▶ _Article_
Hammer Prints Limited

From Wikipedia, the free encyclopedia
Jump to: navigation, search
Hammer Prints Limited
Founded 5 August 1954
Founder Nigel Henderson, Eduardo Paolozzi
Defunct 1975


Hammer Prints Limited was a company founded in 1954 by Nigel Henderson and Eduardo Paolozzi.

History[edit]

Founded on 5 August 1954, Hammer Prints Ltd was established: "To purchase, sell, manufacture, hire or act as agents for the sale of textiles, wallpaper, statuary, ceramics, furniture and photographic equipment and materials". Henderson and Paolozzi were registered as the company directors along with Judith Henderson who acted as secretary. Working from a studio at Henderson's home at Landermere Wharf near Thorpe-le-Soken in Essex, they developed over eleven designs that were screen printed onto wallpapers, textiles and readymade ceramic products.

Hammer Prints coincided with the artists’ involvement in the Independent Group, a contingent of artists, architects and writers who celebrated popular culture and mass production. Paolozzi's notes stated ‘it is the object of Hammer Prints Ltd that an attack be made on the craft field using the silk-screen as the media to be exploited.’[1]

Hammer Prints wallpapers were manufactured by Cole & Son from 1955, and their textile designs were produced by the Lancashire firm Hull Traders from 1958. Coalface, Cowcumber, Hessian and Sgraffito were the first to become available from January 1955. Barkcloth, Big Drawings, Newsprint, Portobello and Townscape followed whilst Sea Beasts and Toys were developed for a range of ceramic tiles, lampstands, bowls, trays and furniture.

▶ _Data entries_

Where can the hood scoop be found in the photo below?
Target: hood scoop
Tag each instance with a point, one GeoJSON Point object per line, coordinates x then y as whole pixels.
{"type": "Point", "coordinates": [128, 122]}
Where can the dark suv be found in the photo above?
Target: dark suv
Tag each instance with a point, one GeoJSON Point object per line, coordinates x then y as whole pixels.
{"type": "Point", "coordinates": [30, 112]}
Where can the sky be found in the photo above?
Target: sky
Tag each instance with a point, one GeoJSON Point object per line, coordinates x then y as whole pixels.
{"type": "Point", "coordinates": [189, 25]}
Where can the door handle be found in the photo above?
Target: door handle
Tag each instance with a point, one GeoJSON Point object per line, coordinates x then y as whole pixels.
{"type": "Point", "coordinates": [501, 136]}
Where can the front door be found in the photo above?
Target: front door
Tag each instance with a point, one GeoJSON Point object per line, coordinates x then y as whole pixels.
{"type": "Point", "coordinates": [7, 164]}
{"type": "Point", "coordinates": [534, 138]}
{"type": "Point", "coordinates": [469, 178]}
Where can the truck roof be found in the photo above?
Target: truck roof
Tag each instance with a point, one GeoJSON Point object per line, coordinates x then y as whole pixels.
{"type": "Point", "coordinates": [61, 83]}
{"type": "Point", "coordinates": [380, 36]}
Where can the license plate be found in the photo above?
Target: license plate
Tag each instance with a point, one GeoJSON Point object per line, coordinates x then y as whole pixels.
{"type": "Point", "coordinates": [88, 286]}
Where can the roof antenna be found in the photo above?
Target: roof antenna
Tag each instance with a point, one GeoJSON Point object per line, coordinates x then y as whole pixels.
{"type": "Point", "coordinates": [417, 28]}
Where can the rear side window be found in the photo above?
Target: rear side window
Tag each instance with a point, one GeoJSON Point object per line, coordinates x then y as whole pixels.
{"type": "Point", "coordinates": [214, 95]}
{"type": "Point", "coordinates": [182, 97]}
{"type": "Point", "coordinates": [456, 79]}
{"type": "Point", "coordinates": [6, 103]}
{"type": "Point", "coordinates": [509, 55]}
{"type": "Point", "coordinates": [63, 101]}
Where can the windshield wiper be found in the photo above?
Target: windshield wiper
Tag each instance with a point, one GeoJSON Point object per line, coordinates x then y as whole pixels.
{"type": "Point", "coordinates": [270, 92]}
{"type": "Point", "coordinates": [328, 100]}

▶ _Task instructions_
Write out the passage of the Hammer Prints article starting at "Hammer Prints Limited was" and ending at "readymade ceramic products.". These rows were taken from a different source than the Hammer Prints article.

▶ _The solution_
Hammer Prints Limited was a company founded in 1954 by Nigel Henderson and Eduardo Paolozzi.

History[edit]

Founded on 5 August 1954, Hammer Prints Ltd was established: "To purchase, sell, manufacture, hire or act as agents for the sale of textiles, wallpaper, statuary, ceramics, furniture and photographic equipment and materials". Henderson and Paolozzi were registered as the company directors along with Judith Henderson who acted as secretary. Working from a studio at Henderson's home at Landermere Wharf near Thorpe-le-Soken in Essex, they developed over eleven designs that were screen printed onto wallpapers, textiles and readymade ceramic products.